Segment Open

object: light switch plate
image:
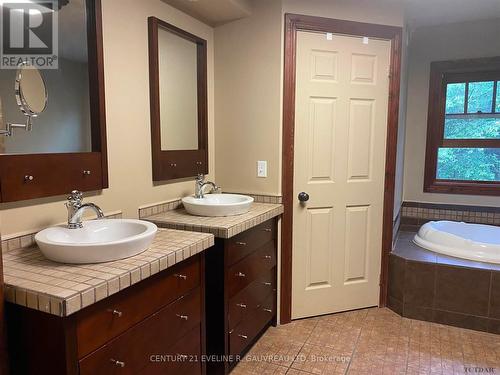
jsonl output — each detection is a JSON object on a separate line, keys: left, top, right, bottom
{"left": 257, "top": 160, "right": 267, "bottom": 178}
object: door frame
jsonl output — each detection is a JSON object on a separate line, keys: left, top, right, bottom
{"left": 281, "top": 13, "right": 402, "bottom": 324}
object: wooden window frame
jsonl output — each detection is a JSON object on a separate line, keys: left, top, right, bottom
{"left": 424, "top": 57, "right": 500, "bottom": 196}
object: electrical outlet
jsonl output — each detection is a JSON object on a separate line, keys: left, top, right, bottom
{"left": 257, "top": 160, "right": 267, "bottom": 178}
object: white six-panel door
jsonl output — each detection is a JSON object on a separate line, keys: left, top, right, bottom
{"left": 292, "top": 31, "right": 391, "bottom": 319}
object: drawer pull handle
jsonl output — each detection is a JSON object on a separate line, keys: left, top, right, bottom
{"left": 110, "top": 359, "right": 125, "bottom": 367}
{"left": 263, "top": 308, "right": 273, "bottom": 313}
{"left": 262, "top": 282, "right": 272, "bottom": 286}
{"left": 238, "top": 334, "right": 248, "bottom": 339}
{"left": 175, "top": 274, "right": 187, "bottom": 280}
{"left": 82, "top": 170, "right": 91, "bottom": 175}
{"left": 236, "top": 241, "right": 247, "bottom": 246}
{"left": 111, "top": 309, "right": 123, "bottom": 318}
{"left": 263, "top": 255, "right": 272, "bottom": 260}
{"left": 236, "top": 272, "right": 246, "bottom": 278}
{"left": 263, "top": 228, "right": 272, "bottom": 232}
{"left": 24, "top": 175, "right": 34, "bottom": 182}
{"left": 236, "top": 303, "right": 247, "bottom": 309}
{"left": 176, "top": 314, "right": 189, "bottom": 320}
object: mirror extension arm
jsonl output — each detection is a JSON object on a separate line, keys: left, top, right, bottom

Segment Closed

▶ [Task requirements]
Reproduce the data above without a single change, please, but without its pictures.

▶ [Reply]
object: light switch plate
image:
jsonl output — each detection is a JSON object on a separate line, keys: left, top, right, bottom
{"left": 257, "top": 160, "right": 267, "bottom": 178}
object: door frame
jsonl output — each detection is a JSON object on a separate line, keys: left, top, right, bottom
{"left": 281, "top": 13, "right": 402, "bottom": 324}
object: wooden window frame
jsonl output — each detection is a JSON object on a separate line, keys: left, top, right, bottom
{"left": 424, "top": 57, "right": 500, "bottom": 196}
object: electrical outlet
jsonl output — each detection is a JSON object on a separate line, keys: left, top, right, bottom
{"left": 257, "top": 160, "right": 267, "bottom": 178}
object: white six-panel door
jsonl output — each detection is a JSON object on a separate line, keys: left, top, right, bottom
{"left": 292, "top": 31, "right": 391, "bottom": 319}
object: drawer pull handle
jsonl output — each detection is a JSON object on a separate line, keys: left, top, right, bottom
{"left": 110, "top": 359, "right": 125, "bottom": 367}
{"left": 263, "top": 308, "right": 273, "bottom": 313}
{"left": 262, "top": 282, "right": 272, "bottom": 286}
{"left": 238, "top": 334, "right": 248, "bottom": 339}
{"left": 175, "top": 274, "right": 187, "bottom": 280}
{"left": 82, "top": 170, "right": 91, "bottom": 175}
{"left": 236, "top": 241, "right": 247, "bottom": 246}
{"left": 111, "top": 309, "right": 123, "bottom": 318}
{"left": 263, "top": 255, "right": 272, "bottom": 260}
{"left": 236, "top": 272, "right": 246, "bottom": 278}
{"left": 263, "top": 228, "right": 272, "bottom": 232}
{"left": 24, "top": 175, "right": 34, "bottom": 182}
{"left": 236, "top": 303, "right": 247, "bottom": 309}
{"left": 176, "top": 314, "right": 189, "bottom": 320}
object: mirror extension arm
jsonl output — each detection is a JSON object on a separate line, keys: left, top, right, bottom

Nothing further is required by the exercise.